_Aim of the task_.
Format every line that follows as a JSON list of strings, one string per line, skipping blank lines. Leave the pictures out of the list.

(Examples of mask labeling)

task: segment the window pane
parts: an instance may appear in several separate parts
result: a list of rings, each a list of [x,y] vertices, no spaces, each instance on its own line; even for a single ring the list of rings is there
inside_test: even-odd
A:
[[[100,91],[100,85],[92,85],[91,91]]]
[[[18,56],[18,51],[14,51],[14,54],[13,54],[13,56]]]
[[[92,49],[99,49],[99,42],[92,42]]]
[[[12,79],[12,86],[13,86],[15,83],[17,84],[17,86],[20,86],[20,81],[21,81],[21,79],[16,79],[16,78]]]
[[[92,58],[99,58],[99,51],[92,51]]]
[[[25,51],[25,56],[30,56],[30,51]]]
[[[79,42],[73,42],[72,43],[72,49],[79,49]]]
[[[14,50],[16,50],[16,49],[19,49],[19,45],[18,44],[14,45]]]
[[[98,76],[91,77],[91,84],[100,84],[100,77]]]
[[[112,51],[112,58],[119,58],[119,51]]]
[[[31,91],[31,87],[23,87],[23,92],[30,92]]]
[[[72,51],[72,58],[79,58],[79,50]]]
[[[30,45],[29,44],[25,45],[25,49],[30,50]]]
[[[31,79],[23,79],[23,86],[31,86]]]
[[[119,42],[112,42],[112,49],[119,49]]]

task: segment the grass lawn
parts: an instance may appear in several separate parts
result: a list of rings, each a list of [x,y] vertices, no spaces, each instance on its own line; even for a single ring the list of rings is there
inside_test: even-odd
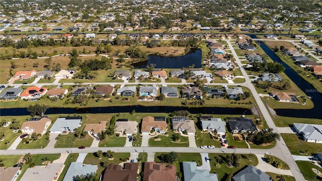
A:
[[[312,155],[313,153],[316,153],[318,150],[322,150],[322,145],[321,144],[314,143],[308,143],[306,141],[300,140],[295,134],[281,134],[288,149],[292,154],[294,155]],[[298,152],[298,146],[300,142],[301,146],[299,152]]]
[[[258,164],[258,160],[257,160],[256,156],[254,154],[245,154],[243,155],[246,156],[247,158],[242,158],[240,159],[240,165],[239,167],[229,168],[227,166],[227,164],[224,161],[225,157],[227,155],[227,154],[224,153],[209,154],[209,158],[210,159],[210,167],[211,168],[210,173],[217,173],[218,180],[220,180],[226,173],[231,173],[233,174],[239,170],[243,169],[243,168],[245,166],[248,166],[250,164],[256,166]],[[215,163],[217,162],[215,157],[221,157],[223,158],[223,162],[220,164],[220,168],[216,168],[215,167]]]
[[[322,180],[322,177],[318,176],[316,176],[316,179],[314,179],[316,172],[313,172],[312,168],[318,169],[317,166],[307,161],[296,161],[295,162],[306,180]],[[321,171],[320,169],[319,171]]]
[[[188,147],[189,142],[188,137],[180,136],[180,142],[176,142],[173,141],[171,139],[171,136],[175,134],[172,130],[168,131],[169,136],[159,135],[161,138],[160,141],[154,141],[154,138],[149,139],[149,146],[164,146],[164,147]]]
[[[270,175],[272,177],[272,178],[273,178],[273,181],[280,180],[279,179],[279,178],[276,177],[276,176],[277,176],[278,175],[280,176],[281,175],[279,175],[278,174],[276,174],[275,173],[272,173],[272,172],[265,172],[265,173],[268,175]],[[286,175],[283,175],[284,176],[284,178],[285,178],[285,181],[296,181],[296,180],[295,180],[295,178],[294,178],[292,176]]]
[[[70,158],[70,156],[68,156],[67,157],[67,159],[66,159],[66,160],[65,160],[65,162],[64,163],[65,167],[61,171],[61,173],[60,173],[60,175],[59,175],[58,181],[62,181],[62,179],[64,178],[64,176],[65,176],[65,174],[66,174],[66,172],[67,172],[67,169],[69,166],[70,163],[76,161],[78,157],[78,153],[71,153],[70,155],[71,155],[71,158]]]
[[[126,137],[117,137],[116,135],[107,136],[104,141],[100,141],[99,147],[123,147],[125,145]]]
[[[69,137],[70,138],[68,138]],[[75,137],[73,133],[69,133],[67,135],[61,135],[56,142],[55,148],[68,148],[69,146],[72,148],[77,148],[80,146],[90,147],[93,140],[93,138],[89,135],[86,136],[84,139],[79,139]]]
[[[5,164],[5,167],[9,167],[14,166],[19,160],[19,158],[22,156],[20,155],[1,155],[0,160],[2,160]]]
[[[44,148],[49,143],[49,140],[46,140],[46,135],[43,135],[37,141],[32,141],[28,144],[20,142],[17,146],[18,149]]]

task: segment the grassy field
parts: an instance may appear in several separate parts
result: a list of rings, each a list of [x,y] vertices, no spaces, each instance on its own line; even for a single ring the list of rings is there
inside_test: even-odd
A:
[[[285,141],[292,154],[311,156],[312,154],[318,152],[318,150],[322,150],[322,145],[320,144],[308,143],[301,140],[295,134],[282,133],[281,134],[281,136]],[[301,143],[301,146],[299,149],[300,143]],[[297,151],[298,150],[299,151]]]
[[[245,166],[252,164],[256,166],[258,164],[258,160],[257,157],[254,154],[244,154],[243,156],[245,158],[240,159],[240,165],[238,167],[233,167],[232,168],[228,167],[227,164],[224,161],[225,157],[227,154],[224,153],[209,153],[209,158],[210,159],[210,170],[211,173],[217,173],[218,180],[221,180],[226,173],[234,173],[242,169]],[[220,168],[216,168],[215,166],[215,163],[217,163],[217,161],[215,157],[220,157],[223,160],[223,162],[220,164]]]

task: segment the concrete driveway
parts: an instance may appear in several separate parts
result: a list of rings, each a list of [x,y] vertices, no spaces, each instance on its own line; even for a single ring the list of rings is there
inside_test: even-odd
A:
[[[207,170],[210,170],[210,162],[206,161],[206,157],[209,157],[208,156],[208,153],[200,153],[201,155],[201,160],[202,160],[202,165],[200,166],[197,166],[197,169],[205,169]]]

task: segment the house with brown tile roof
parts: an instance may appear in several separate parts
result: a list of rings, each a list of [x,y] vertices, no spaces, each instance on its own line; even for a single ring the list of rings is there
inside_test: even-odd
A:
[[[99,124],[87,124],[84,128],[84,131],[87,131],[89,134],[94,134],[97,135],[97,133],[101,133],[102,131],[104,131],[106,127],[107,121],[101,121]],[[92,133],[92,130],[94,130]]]
[[[144,163],[143,181],[177,181],[177,168],[175,165],[166,166],[155,162]]]
[[[103,96],[105,96],[106,95],[112,95],[114,89],[114,87],[112,85],[101,85],[96,88],[96,90],[95,90],[95,94],[101,95]]]
[[[124,168],[118,164],[109,164],[103,181],[136,181],[138,163],[126,163]]]
[[[18,71],[15,74],[14,77],[19,78],[20,79],[28,79],[33,77],[37,73],[35,70],[31,71]]]
[[[59,99],[61,99],[63,98],[65,95],[67,94],[68,92],[68,89],[67,88],[55,88],[48,90],[47,92],[47,95],[49,98],[56,97]]]
[[[42,118],[32,118],[25,122],[21,126],[21,131],[23,133],[31,134],[32,133],[44,134],[47,131],[51,120],[47,116]]]
[[[167,121],[155,121],[154,117],[147,116],[142,119],[142,133],[149,133],[151,130],[154,129],[157,133],[165,134],[167,132]]]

_Complete response_.
[
  "task: segment the window pane",
  "parts: an instance may appear in several separate parts",
  "result: a list of rings, each a list of [x,y] vertices, no spaces, each instance on its own line; even for a single ring the list of rings is there",
  "inside_test: even-odd",
  "A:",
  "[[[100,91],[100,85],[92,85],[91,91]]]",
  "[[[18,56],[18,51],[14,51],[14,54],[13,54],[13,56]]]",
  "[[[92,49],[99,49],[99,42],[92,42]]]",
  "[[[12,79],[12,86],[13,86],[15,83],[17,84],[17,86],[20,86],[20,81],[21,81],[21,79],[16,79],[16,78]]]",
  "[[[92,58],[99,58],[99,51],[92,51]]]",
  "[[[25,51],[25,56],[30,56],[30,51]]]",
  "[[[79,42],[73,42],[72,43],[72,49],[79,49]]]",
  "[[[14,50],[16,50],[16,49],[19,49],[19,45],[18,44],[14,45]]]",
  "[[[98,76],[91,77],[91,84],[100,84],[100,77]]]",
  "[[[112,51],[112,58],[119,58],[119,51]]]",
  "[[[31,91],[31,87],[23,87],[23,92],[30,92]]]",
  "[[[72,51],[72,58],[79,58],[79,50]]]",
  "[[[30,45],[29,44],[25,45],[25,49],[30,50]]]",
  "[[[31,79],[23,79],[23,86],[31,86]]]",
  "[[[119,42],[112,42],[112,49],[119,49]]]",
  "task: segment the grass lawn",
  "parts: an instance may appear in several separate parts",
  "result: a list of rings, each a list of [x,y] vertices, no spaces, each instance on its own line; even for a single ring the list of rings is there",
  "inside_test: even-odd",
  "A:",
  "[[[312,155],[313,153],[316,153],[318,150],[322,150],[322,145],[321,144],[314,143],[308,143],[306,141],[300,140],[295,134],[281,134],[288,149],[292,154],[294,155]],[[298,152],[298,146],[300,142],[301,146],[299,152]]]",
  "[[[258,164],[258,160],[257,160],[256,156],[254,154],[245,154],[243,155],[246,156],[247,158],[242,158],[240,159],[240,165],[239,167],[229,168],[227,166],[227,164],[224,161],[225,157],[227,155],[227,154],[224,153],[209,154],[209,158],[210,159],[210,167],[211,168],[210,173],[217,173],[218,180],[220,180],[226,173],[231,173],[233,174],[239,170],[243,169],[243,168],[245,166],[248,166],[250,164],[256,166]],[[215,163],[217,162],[215,157],[221,157],[223,158],[223,162],[220,164],[220,168],[216,168],[215,167]]]",
  "[[[322,180],[322,177],[318,176],[316,176],[316,179],[314,179],[316,172],[313,172],[312,168],[318,169],[317,166],[307,161],[296,161],[295,162],[306,180]],[[321,171],[320,169],[319,171]]]",
  "[[[188,147],[189,142],[188,137],[180,136],[180,142],[176,142],[173,141],[171,139],[171,136],[175,134],[172,130],[168,131],[169,136],[159,135],[161,138],[160,141],[154,141],[154,138],[149,139],[149,146],[164,146],[164,147]]]",
  "[[[270,175],[272,177],[272,178],[273,178],[273,181],[280,180],[279,179],[279,178],[276,177],[276,176],[277,176],[278,175],[280,176],[281,175],[279,175],[278,174],[276,174],[275,173],[272,173],[272,172],[265,172],[265,173],[268,175]],[[286,175],[283,175],[284,176],[284,178],[285,178],[285,181],[296,181],[296,180],[295,180],[295,178],[294,178],[292,176]]]",
  "[[[70,158],[70,156],[68,156],[67,157],[67,159],[66,159],[66,160],[65,160],[65,162],[64,163],[65,167],[61,171],[61,173],[60,173],[60,175],[59,175],[58,181],[62,181],[62,179],[64,178],[64,176],[65,176],[65,174],[66,174],[66,172],[67,172],[67,169],[69,166],[70,163],[76,161],[78,157],[78,153],[71,153],[70,155],[71,155],[71,158]]]",
  "[[[126,137],[117,137],[116,135],[107,136],[104,141],[100,141],[99,147],[123,147],[125,145]]]",
  "[[[69,137],[70,138],[68,138]],[[75,137],[73,133],[69,133],[67,135],[61,135],[56,142],[55,148],[68,148],[69,146],[72,148],[77,148],[80,146],[90,147],[93,140],[93,138],[89,135],[86,136],[84,139],[79,139]]]",
  "[[[5,164],[5,167],[9,167],[14,166],[19,160],[19,158],[22,156],[20,155],[1,155],[0,160],[2,160]]]",
  "[[[44,148],[49,143],[49,140],[46,140],[46,135],[43,135],[37,141],[32,141],[28,144],[20,142],[17,146],[18,149]]]",
  "task: segment the grassy field",
  "parts: an instance may appear in several separate parts",
  "result: a list of rings, each a list of [x,y] vertices, no spaces, each instance on its own line; even for a single ring the list of rings is there",
  "inside_test: even-odd",
  "A:",
  "[[[285,141],[292,154],[311,156],[312,154],[318,152],[318,150],[322,150],[322,145],[320,144],[308,143],[301,140],[295,134],[282,133],[281,134],[281,136]],[[301,143],[301,146],[299,149],[300,143]],[[297,151],[298,150],[299,151]]]",
  "[[[245,166],[252,164],[256,166],[258,164],[258,160],[257,157],[254,154],[244,154],[243,156],[245,158],[240,159],[240,165],[238,167],[233,167],[232,168],[228,167],[227,164],[224,161],[225,157],[227,154],[224,153],[209,153],[209,158],[210,159],[210,170],[211,173],[217,173],[218,180],[221,180],[226,173],[234,173],[242,169]],[[220,168],[216,168],[215,166],[215,163],[217,163],[217,161],[215,157],[220,157],[223,160],[223,162],[220,164]]]",
  "task: segment the concrete driveway",
  "parts: an instance may appear in several separate parts",
  "result: a list of rings, each a list of [x,y] vertices, no spaces, each instance on its own line; even for a single ring the list of rings is there",
  "inside_test: even-odd",
  "A:",
  "[[[207,170],[210,170],[210,162],[206,161],[206,157],[209,157],[208,156],[208,153],[200,153],[201,155],[201,160],[202,160],[202,165],[200,166],[197,166],[197,169],[205,169]]]",
  "task: segment the house with brown tile roof",
  "parts: an instance may appear in several separate parts",
  "result: a list of rings, each a list of [x,y] vertices, no spaces, each instance on its own line; even for a single ring the list of rings is there",
  "inside_test: even-odd",
  "A:",
  "[[[99,124],[87,124],[84,128],[84,131],[87,131],[89,134],[94,134],[97,135],[97,133],[101,133],[102,131],[104,131],[106,127],[107,121],[101,121]],[[92,133],[92,130],[94,130]]]",
  "[[[144,163],[143,181],[177,181],[177,168],[175,165],[166,166],[155,162]]]",
  "[[[103,96],[105,96],[106,95],[112,95],[114,89],[114,87],[112,85],[101,85],[96,88],[96,90],[95,90],[95,94],[101,95]]]",
  "[[[124,168],[118,164],[109,164],[103,181],[136,181],[138,163],[126,163]]]",
  "[[[18,71],[15,74],[14,77],[19,78],[20,79],[28,79],[33,77],[37,73],[35,70],[31,71]]]",
  "[[[59,99],[61,99],[63,98],[65,95],[67,94],[68,92],[68,89],[67,88],[55,88],[48,90],[47,92],[47,95],[49,98],[56,97]]]",
  "[[[42,118],[32,118],[25,122],[21,126],[21,131],[23,133],[31,134],[32,133],[44,134],[47,131],[51,120],[47,116]]]",
  "[[[167,121],[155,121],[154,117],[147,116],[142,119],[142,133],[149,133],[151,130],[154,129],[157,133],[165,134],[167,132]]]"
]